----- Records to process

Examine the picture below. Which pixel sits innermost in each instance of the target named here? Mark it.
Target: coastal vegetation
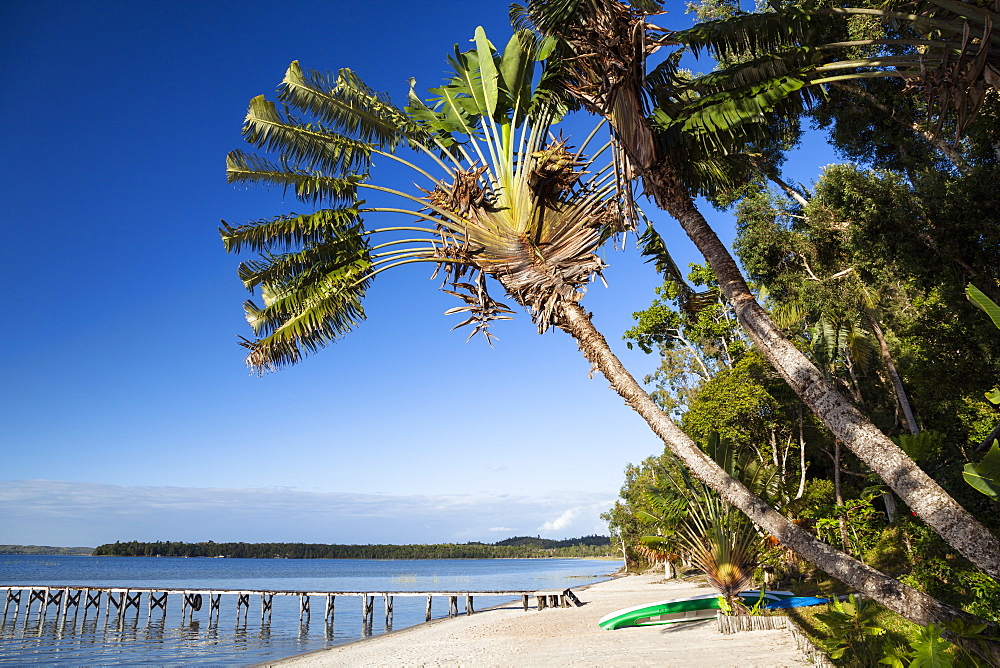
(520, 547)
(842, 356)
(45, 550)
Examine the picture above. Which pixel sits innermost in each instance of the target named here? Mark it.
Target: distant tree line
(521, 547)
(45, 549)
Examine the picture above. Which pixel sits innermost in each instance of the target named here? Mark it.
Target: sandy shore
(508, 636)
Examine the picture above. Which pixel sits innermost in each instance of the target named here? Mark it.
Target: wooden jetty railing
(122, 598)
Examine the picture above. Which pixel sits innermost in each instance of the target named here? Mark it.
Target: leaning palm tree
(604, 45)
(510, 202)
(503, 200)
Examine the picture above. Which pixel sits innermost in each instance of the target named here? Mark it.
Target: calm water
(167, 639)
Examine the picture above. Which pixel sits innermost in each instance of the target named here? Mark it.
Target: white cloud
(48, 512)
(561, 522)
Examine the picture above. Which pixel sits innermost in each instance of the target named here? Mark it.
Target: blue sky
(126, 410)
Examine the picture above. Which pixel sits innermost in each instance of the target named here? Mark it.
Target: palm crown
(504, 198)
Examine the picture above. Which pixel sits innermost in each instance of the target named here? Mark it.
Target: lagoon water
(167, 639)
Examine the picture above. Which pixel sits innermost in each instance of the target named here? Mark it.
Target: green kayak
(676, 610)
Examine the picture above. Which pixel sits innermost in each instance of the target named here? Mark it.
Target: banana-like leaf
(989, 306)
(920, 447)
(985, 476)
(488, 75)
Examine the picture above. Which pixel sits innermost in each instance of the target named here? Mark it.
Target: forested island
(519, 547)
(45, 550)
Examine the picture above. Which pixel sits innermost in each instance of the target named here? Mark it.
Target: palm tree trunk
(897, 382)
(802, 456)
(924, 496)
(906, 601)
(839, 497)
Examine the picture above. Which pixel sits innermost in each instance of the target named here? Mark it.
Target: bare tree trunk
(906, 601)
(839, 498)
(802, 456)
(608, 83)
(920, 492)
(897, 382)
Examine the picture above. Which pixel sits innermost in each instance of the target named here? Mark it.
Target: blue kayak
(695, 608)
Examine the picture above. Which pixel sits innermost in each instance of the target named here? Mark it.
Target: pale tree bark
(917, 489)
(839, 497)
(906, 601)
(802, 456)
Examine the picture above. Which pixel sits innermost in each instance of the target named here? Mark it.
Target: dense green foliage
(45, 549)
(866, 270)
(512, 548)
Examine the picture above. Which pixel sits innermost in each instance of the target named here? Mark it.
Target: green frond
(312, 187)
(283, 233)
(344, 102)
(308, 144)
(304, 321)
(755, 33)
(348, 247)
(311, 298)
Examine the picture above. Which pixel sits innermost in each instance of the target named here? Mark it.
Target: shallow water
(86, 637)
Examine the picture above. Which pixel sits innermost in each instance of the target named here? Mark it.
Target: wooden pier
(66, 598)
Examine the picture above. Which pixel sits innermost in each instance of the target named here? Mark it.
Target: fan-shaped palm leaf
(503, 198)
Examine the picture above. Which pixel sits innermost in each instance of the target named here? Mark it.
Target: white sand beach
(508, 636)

----------
----- Records to process

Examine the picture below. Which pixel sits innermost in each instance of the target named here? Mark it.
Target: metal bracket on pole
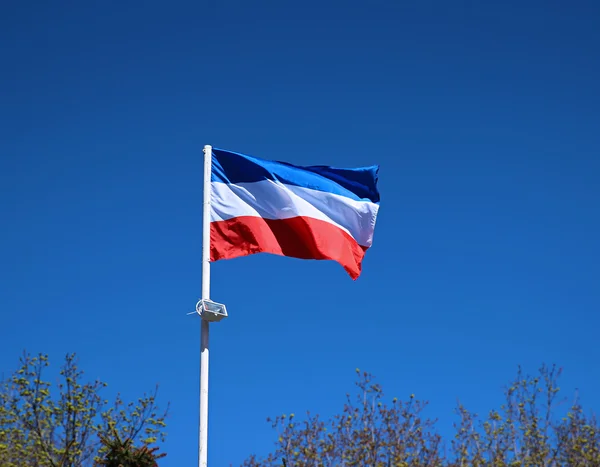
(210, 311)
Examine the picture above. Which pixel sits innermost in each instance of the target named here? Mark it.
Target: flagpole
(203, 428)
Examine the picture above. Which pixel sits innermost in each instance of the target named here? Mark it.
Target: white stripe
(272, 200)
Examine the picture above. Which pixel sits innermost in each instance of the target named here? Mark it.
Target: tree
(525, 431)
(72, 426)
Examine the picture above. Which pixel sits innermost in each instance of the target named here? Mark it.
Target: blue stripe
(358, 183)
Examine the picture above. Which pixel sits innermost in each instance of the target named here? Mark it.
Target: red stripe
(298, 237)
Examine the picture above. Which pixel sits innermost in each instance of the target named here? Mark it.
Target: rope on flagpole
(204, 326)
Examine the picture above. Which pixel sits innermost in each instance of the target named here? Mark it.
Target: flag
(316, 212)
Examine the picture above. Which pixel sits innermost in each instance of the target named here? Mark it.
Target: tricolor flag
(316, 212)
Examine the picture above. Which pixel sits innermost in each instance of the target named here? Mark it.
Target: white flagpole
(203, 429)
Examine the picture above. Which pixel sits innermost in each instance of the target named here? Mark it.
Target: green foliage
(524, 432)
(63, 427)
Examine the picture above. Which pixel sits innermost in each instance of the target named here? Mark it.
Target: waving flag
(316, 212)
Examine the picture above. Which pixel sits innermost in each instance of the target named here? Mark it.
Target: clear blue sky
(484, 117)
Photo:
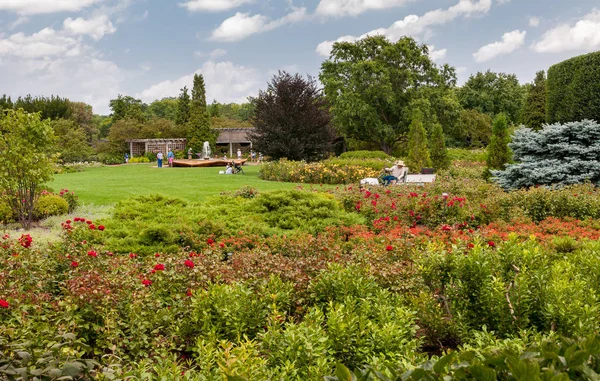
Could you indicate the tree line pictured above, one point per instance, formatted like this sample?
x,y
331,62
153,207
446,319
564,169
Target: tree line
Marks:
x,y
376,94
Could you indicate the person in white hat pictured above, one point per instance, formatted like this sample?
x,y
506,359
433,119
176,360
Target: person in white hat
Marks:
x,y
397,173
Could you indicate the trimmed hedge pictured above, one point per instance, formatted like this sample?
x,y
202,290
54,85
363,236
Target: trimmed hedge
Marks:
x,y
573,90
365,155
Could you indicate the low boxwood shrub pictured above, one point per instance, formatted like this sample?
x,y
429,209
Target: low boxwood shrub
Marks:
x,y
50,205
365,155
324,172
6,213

----------

(What the task requires) From the records above, pull every line that carries the word "boxwood".

(Problem solution)
Could you indicate the low boxwood shrub pictured above, one point per instance, formatted like this sample?
Target: low boxwood shrub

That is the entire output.